» EXERCISE INPUTS
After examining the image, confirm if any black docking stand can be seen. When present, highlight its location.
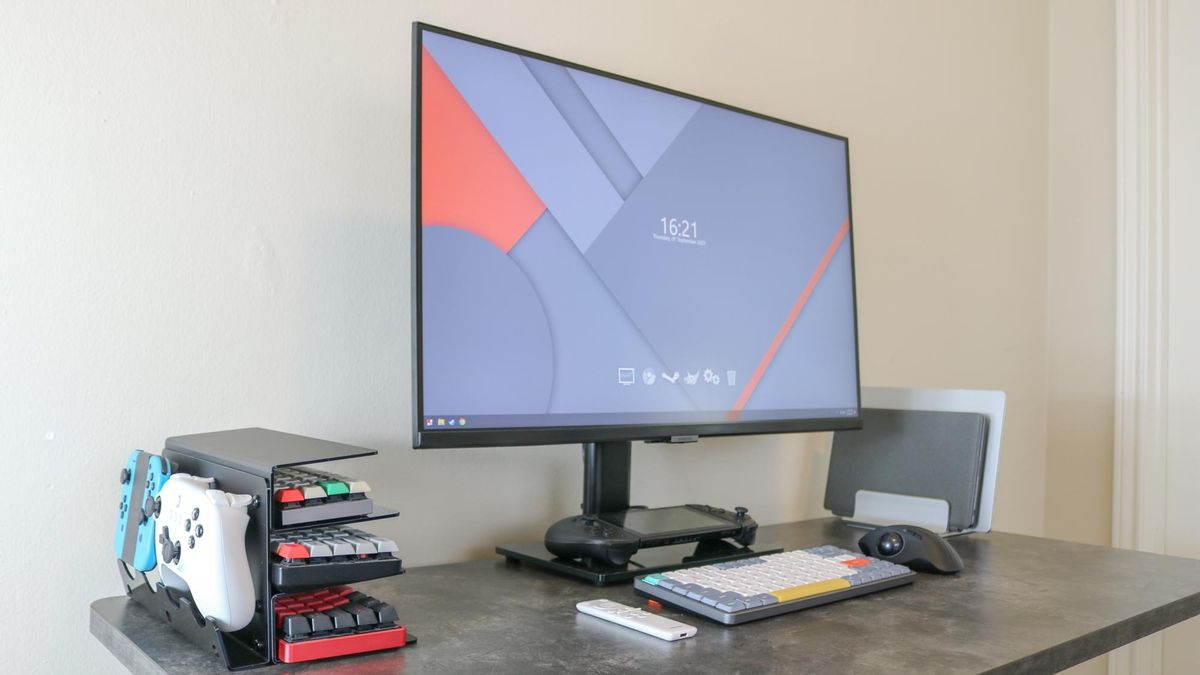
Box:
[496,441,780,586]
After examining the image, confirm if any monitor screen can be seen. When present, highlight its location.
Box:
[413,24,860,447]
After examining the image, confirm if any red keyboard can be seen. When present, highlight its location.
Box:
[275,586,408,663]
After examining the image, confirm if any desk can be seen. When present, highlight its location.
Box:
[91,519,1200,675]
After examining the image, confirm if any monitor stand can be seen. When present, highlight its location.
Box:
[496,441,782,586]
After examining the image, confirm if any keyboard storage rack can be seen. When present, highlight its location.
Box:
[116,429,416,670]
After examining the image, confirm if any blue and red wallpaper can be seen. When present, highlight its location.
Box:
[420,31,858,429]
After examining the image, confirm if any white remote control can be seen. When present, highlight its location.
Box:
[575,599,696,640]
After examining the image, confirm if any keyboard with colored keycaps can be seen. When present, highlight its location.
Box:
[275,586,407,663]
[274,467,374,527]
[270,527,404,590]
[634,545,917,625]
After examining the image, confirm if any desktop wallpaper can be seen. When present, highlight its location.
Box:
[420,31,858,429]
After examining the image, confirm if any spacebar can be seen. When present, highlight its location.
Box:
[770,579,850,603]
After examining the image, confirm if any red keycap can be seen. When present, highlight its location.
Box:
[275,488,304,503]
[275,542,308,560]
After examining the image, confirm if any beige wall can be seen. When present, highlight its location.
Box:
[0,0,1061,671]
[1045,0,1116,675]
[1045,0,1116,544]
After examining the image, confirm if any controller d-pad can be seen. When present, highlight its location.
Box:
[162,532,179,563]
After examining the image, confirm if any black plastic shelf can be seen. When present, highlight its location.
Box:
[121,429,415,670]
[271,557,404,593]
[271,504,400,533]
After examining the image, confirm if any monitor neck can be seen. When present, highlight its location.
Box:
[581,441,634,515]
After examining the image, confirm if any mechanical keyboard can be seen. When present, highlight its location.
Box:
[634,545,917,625]
[274,467,374,527]
[275,586,407,663]
[270,527,404,590]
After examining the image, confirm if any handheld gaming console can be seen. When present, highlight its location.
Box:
[113,450,170,572]
[157,473,256,632]
[546,504,758,566]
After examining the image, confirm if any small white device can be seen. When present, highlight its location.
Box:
[575,599,696,641]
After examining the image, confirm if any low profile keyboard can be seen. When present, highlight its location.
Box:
[634,545,917,625]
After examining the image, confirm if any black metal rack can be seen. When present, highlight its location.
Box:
[118,428,416,670]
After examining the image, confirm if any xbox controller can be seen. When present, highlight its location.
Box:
[546,515,638,566]
[858,525,962,574]
[157,473,254,632]
[113,450,170,572]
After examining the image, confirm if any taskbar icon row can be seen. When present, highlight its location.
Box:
[617,368,738,387]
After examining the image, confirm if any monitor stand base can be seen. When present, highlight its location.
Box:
[496,539,784,586]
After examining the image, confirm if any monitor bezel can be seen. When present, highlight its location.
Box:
[409,22,863,449]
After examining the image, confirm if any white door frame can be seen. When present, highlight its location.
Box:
[1109,0,1169,675]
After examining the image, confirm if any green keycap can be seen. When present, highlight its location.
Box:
[317,480,350,496]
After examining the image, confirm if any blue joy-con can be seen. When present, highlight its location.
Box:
[113,450,170,572]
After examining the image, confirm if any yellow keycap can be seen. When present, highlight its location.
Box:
[770,579,850,603]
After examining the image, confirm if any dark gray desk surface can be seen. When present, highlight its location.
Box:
[91,519,1200,675]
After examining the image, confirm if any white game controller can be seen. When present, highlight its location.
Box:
[157,473,254,632]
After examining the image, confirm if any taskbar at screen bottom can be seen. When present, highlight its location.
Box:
[421,406,858,431]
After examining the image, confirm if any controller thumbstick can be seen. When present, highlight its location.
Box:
[162,533,179,562]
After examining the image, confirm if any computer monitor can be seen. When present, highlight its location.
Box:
[412,24,862,448]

» WRITTEN EXERCISE
Print every one of the records above verbatim, leaving out the pictures.

» THE COMPLETED TASK
After examining the image, confirm if any black docking stand can be seen. When present, highlight its location.
Box:
[496,441,780,586]
After examining the image, confirm if any monitor screen can be seen. When present, highlight its location.
Box:
[413,24,860,447]
After examining the image, confirm if any red keyboard can be seen. When present, highlight its location.
Box:
[275,586,408,663]
After examining the image, confirm if any desk can be seen. When present, highlight its location.
Box:
[91,519,1200,675]
After examining the image, confirm if any monitor stand can be seen. When present, highlight its location.
Box:
[496,441,782,586]
After examining the image, confirm if any keyboard storage rack can be seen. When present, highlight its location.
Box:
[116,429,416,670]
After examining the image, confirm if any blue and red wallpaper can be seen. When present, highlight its location.
Box:
[420,31,858,429]
After examining the image, confirm if any white remote control can be seen. When present, highlight its location.
Box:
[575,599,696,640]
After examining the image, confirm if any keyboard with colored keycaps can be seen. When present, highlight its location.
Box:
[275,586,407,663]
[274,467,374,527]
[270,527,404,590]
[634,545,917,625]
After examining the image, confirm if any desktop wallpaper can be seen. When present, highlight its location.
Box:
[420,31,858,429]
After examining the image, confirm if any spacebar can be seen. When present, highlight its location.
Box:
[770,579,850,603]
After examining the image, confirm if any red keycap can be seen. When present, highlight its location.
Box:
[275,488,304,503]
[275,542,308,560]
After examining the image, confirm if any beige wall can be seen. When present, highlight its location.
Box:
[0,0,1061,671]
[1045,0,1116,675]
[1045,0,1116,544]
After examining the image, confirm if any controller d-pad can be seen. When present, highlight its location.
Box:
[162,532,179,563]
After examining the image, confirm if any black plastic shelf can be seen. When present, highlight its location.
Box:
[121,429,415,670]
[271,557,404,593]
[271,504,400,533]
After examining the image, confirm if any monitor neck can be seen. When present, highlight its location.
Box:
[581,441,634,515]
After examining the image, confirm if any mechanical keyboard can be seen. When present, highlight its location.
Box:
[634,545,917,625]
[274,467,374,527]
[275,586,407,663]
[270,527,404,590]
After examining the image, confirm if any handheld gaming console can be seen. When present, highlight its location.
Box:
[113,450,170,572]
[157,473,256,632]
[546,504,758,566]
After examining the image, confirm if any small white device can be seen. When present, highlight its location.
Box:
[575,599,696,641]
After examining the image, confirm if any low profile keyboard can be seen. When present, highlight its location.
Box:
[634,545,917,625]
After examining the image, confirm if any black metal rack can be seen. When present, highlight its location.
Box:
[118,428,416,670]
After examining the image, confirm if any xbox controller can be seen. When present, highlight its location.
Box:
[546,515,638,566]
[858,525,962,574]
[157,473,254,632]
[113,450,170,572]
After examining the image, confirm if any taskbar icon row can be seen. When present, highlight its location.
Box:
[617,368,738,387]
After examining the image, confirm if any monitor stand base can be seen. When present, highlight its location.
Box:
[496,539,784,586]
After examining the image, confirm if any monitor bezel can be seen. When present, highlight its location.
Box:
[409,22,863,449]
After examining the image, confirm if any white door frame can be seen. When present, highlight its location.
Box:
[1109,0,1169,675]
After examining the image, confirm if any green keycap can be seen. When present, highlight its location.
Box:
[317,480,350,496]
After examining the image, confirm if any blue joy-con can be seen. When present, highlight its location.
Box:
[113,450,170,572]
After examining the image, confirm if any yellow keycap can be seen. When present, highlight its location.
Box:
[770,579,850,603]
After examining the image, confirm if any dark gray desk surface can be seen. When present, highlight its location.
Box:
[91,519,1200,675]
After examining the image, confirm if any white game controller can be seen. When present, highlight its location.
Box:
[157,473,254,632]
After examining the image, confirm if any taskbar at screen bottom can be seen. When present, highlight its location.
Box:
[421,406,858,431]
After examining the image, confirm if any controller thumbstick can be seen. When present, highlight its location.
Box:
[162,533,179,562]
After examining the image, confirm if any computer monitor can be seen. When present, highlight its location.
Box:
[412,24,862,448]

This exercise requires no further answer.